Go through the items below and copy out each line that contains the word "spoon".

======== Data supplied ========

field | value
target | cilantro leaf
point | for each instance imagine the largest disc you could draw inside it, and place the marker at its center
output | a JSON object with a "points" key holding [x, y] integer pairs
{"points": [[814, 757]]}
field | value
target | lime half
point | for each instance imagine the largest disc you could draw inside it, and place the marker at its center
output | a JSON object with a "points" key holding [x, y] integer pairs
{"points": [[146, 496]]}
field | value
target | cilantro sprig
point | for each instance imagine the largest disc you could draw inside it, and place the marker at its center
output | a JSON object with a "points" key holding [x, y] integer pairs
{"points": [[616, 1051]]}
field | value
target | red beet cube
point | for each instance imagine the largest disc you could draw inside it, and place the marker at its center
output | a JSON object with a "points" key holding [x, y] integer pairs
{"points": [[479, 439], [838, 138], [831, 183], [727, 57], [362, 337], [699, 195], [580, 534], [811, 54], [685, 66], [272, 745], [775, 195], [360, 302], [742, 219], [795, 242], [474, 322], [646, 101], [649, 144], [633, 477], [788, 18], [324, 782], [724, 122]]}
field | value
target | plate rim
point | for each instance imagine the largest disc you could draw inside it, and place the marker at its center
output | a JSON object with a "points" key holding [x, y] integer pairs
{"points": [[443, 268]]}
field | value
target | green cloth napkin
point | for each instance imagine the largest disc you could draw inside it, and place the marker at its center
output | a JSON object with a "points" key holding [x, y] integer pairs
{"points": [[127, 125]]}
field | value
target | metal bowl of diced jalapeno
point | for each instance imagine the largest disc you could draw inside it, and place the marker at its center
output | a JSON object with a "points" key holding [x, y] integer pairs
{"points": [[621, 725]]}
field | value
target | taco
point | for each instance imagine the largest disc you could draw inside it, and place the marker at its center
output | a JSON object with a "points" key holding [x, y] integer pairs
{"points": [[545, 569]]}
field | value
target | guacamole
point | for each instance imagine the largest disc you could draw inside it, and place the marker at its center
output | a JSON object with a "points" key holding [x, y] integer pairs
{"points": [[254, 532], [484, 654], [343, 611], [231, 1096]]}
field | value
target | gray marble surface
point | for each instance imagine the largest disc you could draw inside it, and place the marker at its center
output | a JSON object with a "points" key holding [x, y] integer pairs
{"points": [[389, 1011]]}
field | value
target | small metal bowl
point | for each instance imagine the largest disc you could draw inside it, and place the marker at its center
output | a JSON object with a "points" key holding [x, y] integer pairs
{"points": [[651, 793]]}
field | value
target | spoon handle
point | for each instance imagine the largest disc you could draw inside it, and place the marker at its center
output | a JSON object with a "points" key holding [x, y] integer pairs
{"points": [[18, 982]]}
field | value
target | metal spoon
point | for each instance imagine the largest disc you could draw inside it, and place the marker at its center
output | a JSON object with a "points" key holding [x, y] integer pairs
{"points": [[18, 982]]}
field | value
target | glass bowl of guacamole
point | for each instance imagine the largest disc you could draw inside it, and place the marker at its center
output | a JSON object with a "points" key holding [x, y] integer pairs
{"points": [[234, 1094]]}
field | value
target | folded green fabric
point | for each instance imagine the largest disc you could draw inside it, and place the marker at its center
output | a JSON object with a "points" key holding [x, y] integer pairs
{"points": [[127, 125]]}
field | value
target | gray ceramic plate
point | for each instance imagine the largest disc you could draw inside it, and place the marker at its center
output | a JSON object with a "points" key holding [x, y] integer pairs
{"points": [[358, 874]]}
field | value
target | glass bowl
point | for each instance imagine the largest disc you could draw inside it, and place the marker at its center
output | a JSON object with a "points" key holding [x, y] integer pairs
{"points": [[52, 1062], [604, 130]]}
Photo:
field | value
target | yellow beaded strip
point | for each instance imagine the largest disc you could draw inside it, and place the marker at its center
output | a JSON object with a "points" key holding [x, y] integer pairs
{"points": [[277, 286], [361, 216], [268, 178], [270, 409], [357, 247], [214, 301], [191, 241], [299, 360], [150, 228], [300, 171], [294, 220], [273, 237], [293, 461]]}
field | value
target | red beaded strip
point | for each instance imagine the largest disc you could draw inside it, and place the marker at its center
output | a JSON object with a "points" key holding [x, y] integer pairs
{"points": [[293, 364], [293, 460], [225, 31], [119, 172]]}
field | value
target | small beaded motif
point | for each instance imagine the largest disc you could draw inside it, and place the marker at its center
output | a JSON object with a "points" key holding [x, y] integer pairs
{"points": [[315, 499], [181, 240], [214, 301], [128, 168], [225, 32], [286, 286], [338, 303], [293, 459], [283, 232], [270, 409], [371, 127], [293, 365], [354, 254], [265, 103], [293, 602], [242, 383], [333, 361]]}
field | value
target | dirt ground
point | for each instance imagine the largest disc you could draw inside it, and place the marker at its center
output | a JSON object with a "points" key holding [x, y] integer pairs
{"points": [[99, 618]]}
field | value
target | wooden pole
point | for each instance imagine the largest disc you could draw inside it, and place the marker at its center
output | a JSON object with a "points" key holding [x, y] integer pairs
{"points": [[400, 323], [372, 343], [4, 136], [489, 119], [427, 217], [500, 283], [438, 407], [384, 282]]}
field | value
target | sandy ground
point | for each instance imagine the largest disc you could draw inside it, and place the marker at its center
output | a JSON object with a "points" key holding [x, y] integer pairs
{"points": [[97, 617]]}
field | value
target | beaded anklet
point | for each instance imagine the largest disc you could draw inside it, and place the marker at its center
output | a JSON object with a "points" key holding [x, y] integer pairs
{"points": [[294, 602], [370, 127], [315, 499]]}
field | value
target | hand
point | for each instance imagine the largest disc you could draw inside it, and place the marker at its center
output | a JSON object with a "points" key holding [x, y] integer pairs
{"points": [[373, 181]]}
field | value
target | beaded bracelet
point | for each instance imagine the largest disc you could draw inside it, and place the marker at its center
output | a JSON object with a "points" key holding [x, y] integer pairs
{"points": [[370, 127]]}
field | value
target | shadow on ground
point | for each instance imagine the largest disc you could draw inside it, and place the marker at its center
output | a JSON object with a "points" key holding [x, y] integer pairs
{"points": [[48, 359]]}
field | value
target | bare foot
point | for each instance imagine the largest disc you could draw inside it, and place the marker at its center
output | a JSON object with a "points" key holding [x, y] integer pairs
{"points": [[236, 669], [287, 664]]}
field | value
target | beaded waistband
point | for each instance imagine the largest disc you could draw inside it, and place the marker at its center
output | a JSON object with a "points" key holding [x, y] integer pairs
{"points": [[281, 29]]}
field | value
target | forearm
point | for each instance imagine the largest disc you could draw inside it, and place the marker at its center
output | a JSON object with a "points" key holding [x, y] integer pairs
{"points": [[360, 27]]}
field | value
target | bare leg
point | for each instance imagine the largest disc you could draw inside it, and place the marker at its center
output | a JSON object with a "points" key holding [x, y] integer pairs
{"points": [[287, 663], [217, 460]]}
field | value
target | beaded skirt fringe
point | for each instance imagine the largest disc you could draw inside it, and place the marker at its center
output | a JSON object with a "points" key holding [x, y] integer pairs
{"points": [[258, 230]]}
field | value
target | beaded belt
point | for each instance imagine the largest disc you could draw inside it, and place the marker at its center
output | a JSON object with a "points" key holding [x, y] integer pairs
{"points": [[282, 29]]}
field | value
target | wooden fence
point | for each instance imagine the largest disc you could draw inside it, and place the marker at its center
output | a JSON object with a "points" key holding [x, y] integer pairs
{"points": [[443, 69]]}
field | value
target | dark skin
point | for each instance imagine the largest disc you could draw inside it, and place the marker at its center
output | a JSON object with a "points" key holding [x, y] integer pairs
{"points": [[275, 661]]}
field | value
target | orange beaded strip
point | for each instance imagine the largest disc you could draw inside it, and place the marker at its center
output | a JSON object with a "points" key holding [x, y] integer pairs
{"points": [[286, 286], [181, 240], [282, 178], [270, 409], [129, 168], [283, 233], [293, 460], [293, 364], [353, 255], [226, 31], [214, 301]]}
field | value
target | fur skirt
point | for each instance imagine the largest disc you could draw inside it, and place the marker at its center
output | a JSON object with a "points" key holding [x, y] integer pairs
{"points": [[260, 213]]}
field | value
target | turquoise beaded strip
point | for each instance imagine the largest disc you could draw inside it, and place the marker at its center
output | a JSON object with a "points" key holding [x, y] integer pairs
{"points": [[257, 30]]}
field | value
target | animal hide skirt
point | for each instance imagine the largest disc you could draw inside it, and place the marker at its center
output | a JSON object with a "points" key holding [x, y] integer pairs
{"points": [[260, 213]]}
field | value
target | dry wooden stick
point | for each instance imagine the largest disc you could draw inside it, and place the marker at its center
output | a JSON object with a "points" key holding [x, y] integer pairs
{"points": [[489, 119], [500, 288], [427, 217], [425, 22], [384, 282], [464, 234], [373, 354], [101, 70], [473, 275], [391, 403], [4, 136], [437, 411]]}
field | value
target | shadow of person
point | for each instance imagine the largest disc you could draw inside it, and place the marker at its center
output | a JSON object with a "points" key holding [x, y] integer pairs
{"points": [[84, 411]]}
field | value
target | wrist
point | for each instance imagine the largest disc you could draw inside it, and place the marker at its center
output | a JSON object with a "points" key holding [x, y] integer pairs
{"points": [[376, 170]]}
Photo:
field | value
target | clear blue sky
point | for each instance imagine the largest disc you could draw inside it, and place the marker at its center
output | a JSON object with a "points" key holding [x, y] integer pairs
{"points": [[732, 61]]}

========
======== Data supplied ========

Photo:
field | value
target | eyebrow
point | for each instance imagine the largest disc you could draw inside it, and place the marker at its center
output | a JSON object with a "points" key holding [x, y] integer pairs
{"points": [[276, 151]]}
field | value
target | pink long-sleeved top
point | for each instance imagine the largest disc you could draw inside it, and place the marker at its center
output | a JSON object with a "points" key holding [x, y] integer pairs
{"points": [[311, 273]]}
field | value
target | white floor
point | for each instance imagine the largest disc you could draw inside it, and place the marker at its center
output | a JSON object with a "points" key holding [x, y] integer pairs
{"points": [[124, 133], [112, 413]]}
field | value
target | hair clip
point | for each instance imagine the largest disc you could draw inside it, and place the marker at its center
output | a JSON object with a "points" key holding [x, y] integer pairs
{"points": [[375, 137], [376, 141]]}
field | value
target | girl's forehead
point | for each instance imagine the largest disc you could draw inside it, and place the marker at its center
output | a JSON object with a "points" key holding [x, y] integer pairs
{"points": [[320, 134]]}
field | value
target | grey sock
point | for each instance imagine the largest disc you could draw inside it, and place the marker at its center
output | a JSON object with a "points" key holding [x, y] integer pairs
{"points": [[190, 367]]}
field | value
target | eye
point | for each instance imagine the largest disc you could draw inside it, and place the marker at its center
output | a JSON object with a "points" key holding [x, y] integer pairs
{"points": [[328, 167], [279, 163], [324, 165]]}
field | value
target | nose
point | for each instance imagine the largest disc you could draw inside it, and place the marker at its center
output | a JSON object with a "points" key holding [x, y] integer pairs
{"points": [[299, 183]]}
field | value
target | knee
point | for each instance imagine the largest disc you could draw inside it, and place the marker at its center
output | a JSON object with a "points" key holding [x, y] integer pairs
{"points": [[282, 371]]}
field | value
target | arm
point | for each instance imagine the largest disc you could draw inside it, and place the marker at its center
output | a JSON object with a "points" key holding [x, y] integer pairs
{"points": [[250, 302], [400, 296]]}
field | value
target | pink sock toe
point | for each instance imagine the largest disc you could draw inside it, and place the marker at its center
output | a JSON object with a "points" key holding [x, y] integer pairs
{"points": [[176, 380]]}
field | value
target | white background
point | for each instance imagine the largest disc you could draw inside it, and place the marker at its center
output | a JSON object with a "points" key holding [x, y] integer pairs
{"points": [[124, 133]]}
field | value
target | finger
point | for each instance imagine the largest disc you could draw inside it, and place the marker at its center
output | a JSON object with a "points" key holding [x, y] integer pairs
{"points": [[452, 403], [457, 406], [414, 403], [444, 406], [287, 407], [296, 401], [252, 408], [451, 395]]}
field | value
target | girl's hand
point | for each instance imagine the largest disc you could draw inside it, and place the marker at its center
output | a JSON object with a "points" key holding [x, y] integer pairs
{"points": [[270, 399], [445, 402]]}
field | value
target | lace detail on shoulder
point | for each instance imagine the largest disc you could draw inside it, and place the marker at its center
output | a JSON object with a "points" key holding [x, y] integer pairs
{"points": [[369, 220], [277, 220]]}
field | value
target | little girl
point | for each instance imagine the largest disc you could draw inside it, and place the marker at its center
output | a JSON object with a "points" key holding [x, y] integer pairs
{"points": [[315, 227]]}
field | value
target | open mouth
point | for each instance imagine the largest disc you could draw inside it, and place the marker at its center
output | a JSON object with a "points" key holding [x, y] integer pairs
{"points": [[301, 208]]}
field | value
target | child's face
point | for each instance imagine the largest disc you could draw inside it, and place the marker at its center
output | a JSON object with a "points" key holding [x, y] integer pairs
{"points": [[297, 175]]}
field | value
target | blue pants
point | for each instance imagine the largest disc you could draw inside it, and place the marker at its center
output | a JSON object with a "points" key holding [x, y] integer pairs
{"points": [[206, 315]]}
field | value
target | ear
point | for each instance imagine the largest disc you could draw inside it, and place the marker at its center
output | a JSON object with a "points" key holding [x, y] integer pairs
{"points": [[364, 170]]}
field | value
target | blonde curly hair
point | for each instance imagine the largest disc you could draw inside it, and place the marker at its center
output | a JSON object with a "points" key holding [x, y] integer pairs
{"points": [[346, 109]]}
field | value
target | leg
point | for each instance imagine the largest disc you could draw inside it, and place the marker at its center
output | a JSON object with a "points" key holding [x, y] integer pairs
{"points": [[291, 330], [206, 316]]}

========

Task solution:
target | spoon handle
target | metal spoon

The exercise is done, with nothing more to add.